===== Supplied material

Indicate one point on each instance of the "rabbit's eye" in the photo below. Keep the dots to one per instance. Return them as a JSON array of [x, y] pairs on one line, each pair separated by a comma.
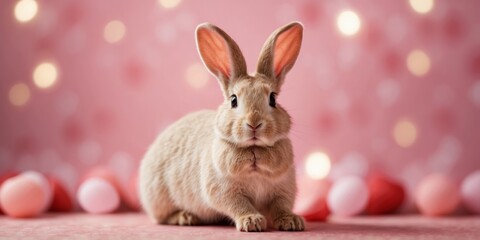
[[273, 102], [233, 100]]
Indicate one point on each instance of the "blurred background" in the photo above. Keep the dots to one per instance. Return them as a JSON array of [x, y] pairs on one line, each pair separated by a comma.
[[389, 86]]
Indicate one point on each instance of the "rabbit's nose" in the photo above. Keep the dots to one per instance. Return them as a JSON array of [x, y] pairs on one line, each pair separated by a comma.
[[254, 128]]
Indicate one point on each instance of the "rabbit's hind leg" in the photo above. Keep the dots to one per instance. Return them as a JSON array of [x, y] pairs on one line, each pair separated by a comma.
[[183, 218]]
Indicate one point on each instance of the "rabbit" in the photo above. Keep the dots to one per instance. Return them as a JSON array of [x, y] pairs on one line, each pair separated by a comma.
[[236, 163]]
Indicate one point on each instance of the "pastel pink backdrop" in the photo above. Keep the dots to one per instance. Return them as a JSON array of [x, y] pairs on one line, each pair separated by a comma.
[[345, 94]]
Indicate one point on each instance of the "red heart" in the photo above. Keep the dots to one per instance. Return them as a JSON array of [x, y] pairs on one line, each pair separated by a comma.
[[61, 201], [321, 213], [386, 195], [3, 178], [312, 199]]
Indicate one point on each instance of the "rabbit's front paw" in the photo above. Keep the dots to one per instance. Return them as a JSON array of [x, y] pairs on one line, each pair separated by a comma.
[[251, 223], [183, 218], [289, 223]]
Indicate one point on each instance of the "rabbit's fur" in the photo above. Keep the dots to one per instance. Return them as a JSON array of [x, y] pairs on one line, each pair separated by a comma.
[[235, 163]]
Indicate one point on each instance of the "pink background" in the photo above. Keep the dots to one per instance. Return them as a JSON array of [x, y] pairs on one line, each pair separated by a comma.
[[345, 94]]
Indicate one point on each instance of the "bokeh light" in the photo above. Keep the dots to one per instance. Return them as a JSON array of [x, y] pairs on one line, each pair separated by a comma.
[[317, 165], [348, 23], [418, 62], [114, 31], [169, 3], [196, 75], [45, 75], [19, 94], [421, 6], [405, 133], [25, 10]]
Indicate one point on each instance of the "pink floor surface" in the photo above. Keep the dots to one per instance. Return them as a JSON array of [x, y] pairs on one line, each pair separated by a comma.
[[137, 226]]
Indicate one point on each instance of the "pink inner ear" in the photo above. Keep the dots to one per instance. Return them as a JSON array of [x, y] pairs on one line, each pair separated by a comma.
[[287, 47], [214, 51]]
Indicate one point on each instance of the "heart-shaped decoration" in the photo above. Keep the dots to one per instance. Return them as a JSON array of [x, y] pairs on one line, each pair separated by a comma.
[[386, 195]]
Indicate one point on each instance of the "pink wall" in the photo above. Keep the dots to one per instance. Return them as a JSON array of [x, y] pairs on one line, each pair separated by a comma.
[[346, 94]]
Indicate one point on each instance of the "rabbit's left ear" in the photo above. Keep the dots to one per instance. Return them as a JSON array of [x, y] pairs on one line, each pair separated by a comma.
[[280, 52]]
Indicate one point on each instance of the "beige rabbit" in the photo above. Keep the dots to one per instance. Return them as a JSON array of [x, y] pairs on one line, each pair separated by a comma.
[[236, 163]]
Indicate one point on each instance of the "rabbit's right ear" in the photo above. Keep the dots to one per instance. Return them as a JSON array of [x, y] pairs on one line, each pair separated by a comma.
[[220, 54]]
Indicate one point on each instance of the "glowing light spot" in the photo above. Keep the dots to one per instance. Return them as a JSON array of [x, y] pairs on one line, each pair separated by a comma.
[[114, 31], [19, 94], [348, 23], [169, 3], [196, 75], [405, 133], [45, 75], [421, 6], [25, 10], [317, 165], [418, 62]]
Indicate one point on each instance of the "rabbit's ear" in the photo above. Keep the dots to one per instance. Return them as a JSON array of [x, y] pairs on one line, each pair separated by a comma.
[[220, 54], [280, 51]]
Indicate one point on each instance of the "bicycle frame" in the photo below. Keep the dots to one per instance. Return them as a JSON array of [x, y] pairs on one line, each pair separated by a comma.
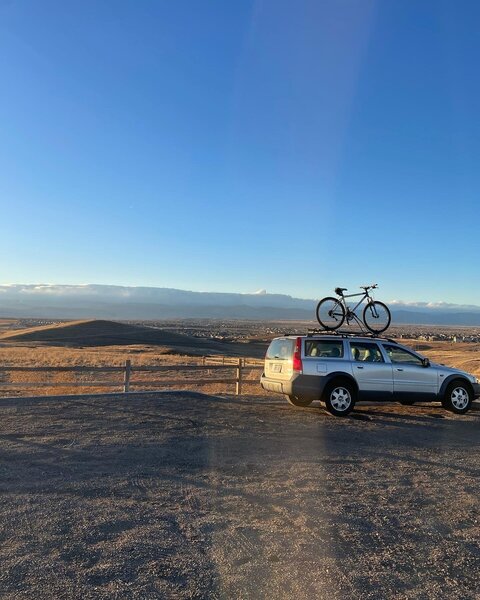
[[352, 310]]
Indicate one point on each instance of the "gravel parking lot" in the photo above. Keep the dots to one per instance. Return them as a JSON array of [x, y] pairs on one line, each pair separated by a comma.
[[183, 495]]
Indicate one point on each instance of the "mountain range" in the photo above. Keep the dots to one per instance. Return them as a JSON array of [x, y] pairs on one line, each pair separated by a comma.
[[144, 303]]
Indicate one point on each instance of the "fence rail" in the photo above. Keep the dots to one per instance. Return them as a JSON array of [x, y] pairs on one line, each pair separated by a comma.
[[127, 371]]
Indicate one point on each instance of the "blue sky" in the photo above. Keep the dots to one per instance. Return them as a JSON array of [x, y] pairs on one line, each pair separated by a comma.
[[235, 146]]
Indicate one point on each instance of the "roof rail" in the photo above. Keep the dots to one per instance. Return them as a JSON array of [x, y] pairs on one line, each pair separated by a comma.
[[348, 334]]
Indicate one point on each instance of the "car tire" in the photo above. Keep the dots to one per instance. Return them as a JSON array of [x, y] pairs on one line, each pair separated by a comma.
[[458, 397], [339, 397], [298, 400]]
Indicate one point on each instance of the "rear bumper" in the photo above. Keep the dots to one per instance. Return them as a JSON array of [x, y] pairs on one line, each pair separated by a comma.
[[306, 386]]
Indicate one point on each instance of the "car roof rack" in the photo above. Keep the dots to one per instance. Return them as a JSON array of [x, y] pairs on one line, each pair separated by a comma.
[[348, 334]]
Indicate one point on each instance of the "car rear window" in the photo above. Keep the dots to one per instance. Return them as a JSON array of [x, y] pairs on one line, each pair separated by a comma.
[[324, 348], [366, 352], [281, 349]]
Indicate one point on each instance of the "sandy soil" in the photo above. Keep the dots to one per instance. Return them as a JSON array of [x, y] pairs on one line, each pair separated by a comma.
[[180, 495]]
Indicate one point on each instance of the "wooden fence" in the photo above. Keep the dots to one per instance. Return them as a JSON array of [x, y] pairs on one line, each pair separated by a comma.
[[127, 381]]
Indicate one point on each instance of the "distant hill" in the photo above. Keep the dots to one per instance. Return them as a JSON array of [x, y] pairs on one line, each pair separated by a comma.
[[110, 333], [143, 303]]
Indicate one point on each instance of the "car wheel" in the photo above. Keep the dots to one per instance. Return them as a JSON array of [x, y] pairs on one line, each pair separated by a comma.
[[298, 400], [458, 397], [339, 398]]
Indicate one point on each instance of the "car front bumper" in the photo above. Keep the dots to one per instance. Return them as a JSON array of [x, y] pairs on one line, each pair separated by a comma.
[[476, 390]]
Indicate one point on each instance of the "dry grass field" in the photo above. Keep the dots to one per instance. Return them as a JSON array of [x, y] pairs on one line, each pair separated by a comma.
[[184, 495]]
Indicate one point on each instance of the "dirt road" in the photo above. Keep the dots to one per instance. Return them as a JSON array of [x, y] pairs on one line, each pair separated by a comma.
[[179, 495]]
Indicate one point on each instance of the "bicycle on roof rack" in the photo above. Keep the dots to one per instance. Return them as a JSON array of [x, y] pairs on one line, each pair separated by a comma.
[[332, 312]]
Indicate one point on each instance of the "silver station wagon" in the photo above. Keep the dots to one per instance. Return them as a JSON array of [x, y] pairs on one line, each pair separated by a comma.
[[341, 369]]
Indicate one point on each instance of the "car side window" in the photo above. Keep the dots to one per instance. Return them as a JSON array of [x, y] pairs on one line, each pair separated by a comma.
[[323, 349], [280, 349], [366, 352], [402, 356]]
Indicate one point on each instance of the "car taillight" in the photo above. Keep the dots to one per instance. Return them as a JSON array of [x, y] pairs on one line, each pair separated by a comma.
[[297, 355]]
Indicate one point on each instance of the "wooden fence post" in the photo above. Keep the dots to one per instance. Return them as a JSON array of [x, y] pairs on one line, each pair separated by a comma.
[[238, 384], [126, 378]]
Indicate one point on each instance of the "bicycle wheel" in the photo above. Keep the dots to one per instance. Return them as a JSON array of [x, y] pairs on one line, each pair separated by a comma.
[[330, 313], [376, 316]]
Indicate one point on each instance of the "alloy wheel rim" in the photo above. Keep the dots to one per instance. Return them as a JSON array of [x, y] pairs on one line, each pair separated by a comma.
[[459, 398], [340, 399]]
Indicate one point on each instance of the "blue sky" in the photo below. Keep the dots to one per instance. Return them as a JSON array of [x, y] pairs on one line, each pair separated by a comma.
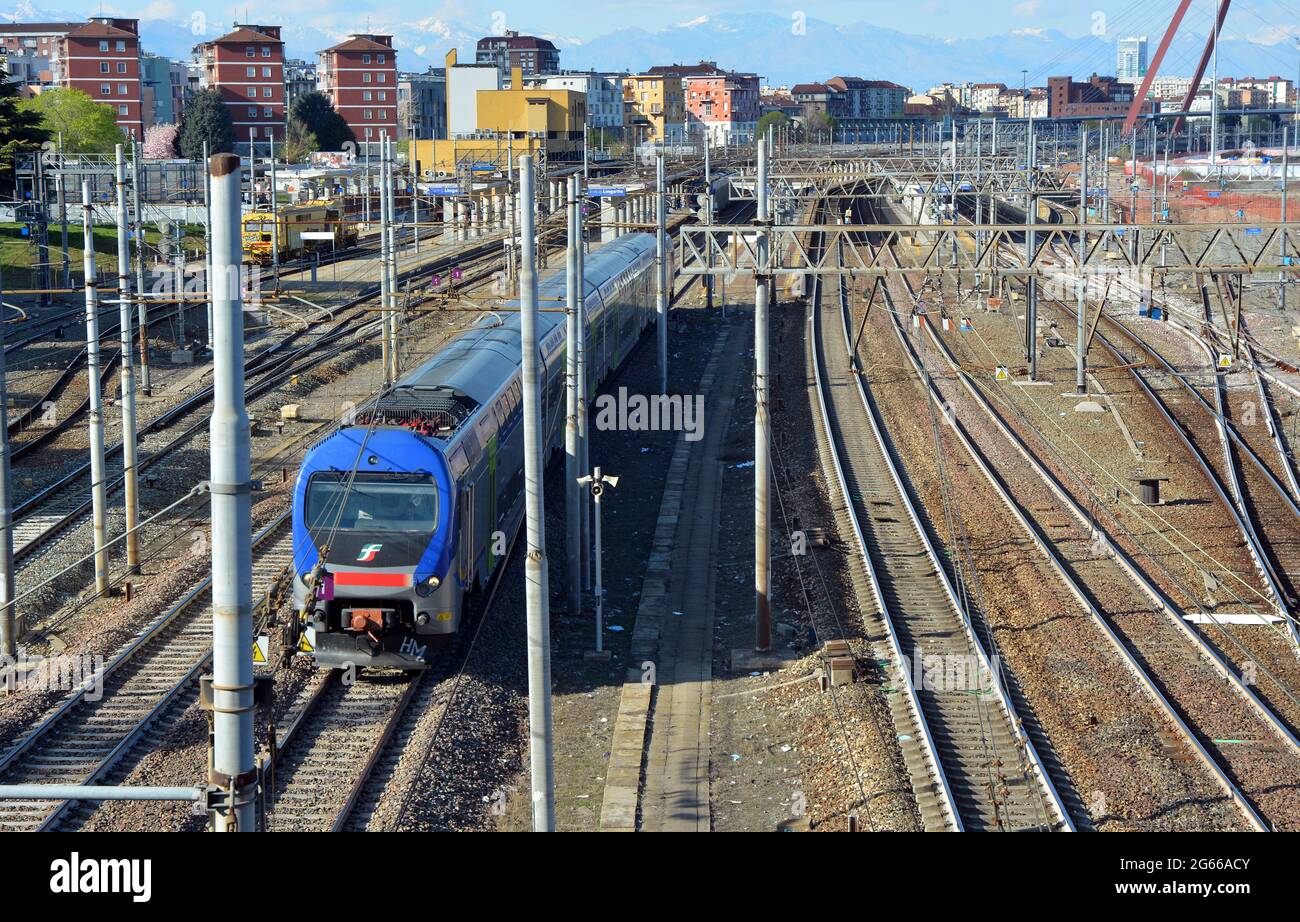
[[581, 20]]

==========

Exercise objective
Reproduce the stretch from the start of the data through the line containing "[[273, 102], [233, 100]]", swapping "rabbit's eye" for "rabbit's ear" and leaving everything else unchanged. Omit the pictures and give only those lines.

Task result
Indicate one point on each instance of the "rabbit's ear" in the photo below. Keep the dots to one per instance. Return them as a JSON array of [x, y] pairs on one line, each pair separated by a comma.
[[273, 102], [233, 100]]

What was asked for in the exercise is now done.